**INFORMATION SHOWN**
>> START
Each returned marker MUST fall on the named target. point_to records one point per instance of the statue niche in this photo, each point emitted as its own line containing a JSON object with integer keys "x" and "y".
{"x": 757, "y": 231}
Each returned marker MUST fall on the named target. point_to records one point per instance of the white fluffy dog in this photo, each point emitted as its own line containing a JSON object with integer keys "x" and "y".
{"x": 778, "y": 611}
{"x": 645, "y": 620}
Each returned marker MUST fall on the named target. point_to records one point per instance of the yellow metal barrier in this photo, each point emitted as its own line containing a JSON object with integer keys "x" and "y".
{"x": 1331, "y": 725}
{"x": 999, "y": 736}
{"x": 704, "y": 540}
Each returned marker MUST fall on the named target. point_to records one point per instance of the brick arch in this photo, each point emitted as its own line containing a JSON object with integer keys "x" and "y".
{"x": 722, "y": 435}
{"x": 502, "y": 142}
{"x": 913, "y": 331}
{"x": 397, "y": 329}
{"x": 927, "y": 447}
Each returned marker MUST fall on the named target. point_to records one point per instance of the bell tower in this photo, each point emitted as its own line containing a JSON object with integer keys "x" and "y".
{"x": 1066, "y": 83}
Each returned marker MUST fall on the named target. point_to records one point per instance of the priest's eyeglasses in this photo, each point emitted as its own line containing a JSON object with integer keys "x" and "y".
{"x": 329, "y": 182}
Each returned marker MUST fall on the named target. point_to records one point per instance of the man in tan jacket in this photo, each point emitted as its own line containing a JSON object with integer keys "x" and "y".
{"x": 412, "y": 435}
>> END
>> START
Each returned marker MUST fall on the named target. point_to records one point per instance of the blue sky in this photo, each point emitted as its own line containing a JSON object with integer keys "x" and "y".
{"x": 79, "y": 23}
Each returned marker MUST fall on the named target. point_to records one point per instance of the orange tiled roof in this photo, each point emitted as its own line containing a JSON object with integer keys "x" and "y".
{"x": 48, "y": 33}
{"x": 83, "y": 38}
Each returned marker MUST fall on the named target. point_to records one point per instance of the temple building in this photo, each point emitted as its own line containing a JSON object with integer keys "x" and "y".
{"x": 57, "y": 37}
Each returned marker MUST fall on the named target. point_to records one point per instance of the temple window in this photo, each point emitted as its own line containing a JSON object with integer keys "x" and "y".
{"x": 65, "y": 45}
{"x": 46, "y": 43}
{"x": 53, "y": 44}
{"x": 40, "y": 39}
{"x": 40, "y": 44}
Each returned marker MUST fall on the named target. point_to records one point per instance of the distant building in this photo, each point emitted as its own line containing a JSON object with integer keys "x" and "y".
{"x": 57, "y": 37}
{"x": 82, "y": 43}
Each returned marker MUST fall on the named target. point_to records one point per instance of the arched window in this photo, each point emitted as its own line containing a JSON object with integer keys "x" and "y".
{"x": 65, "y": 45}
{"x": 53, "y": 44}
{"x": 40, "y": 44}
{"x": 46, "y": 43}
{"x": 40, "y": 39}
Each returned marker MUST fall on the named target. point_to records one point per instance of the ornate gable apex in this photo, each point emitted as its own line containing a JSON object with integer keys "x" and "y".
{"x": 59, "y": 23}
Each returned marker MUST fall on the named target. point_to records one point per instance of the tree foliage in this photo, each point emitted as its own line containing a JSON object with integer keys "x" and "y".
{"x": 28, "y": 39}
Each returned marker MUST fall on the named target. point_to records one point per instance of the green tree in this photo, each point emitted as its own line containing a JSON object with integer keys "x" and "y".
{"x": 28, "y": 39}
>> END
**EXERCISE DETAILS**
Find every line in the material above that contains the word "fluffy", and copy each of those lines in full.

**THE COMPLETED TASK**
Each returned marker MUST fall on the named target. point_to records one point per instance of the white fluffy dog in this photo, each point emitted as its own line containing a JSON object with integer keys "x" and "y".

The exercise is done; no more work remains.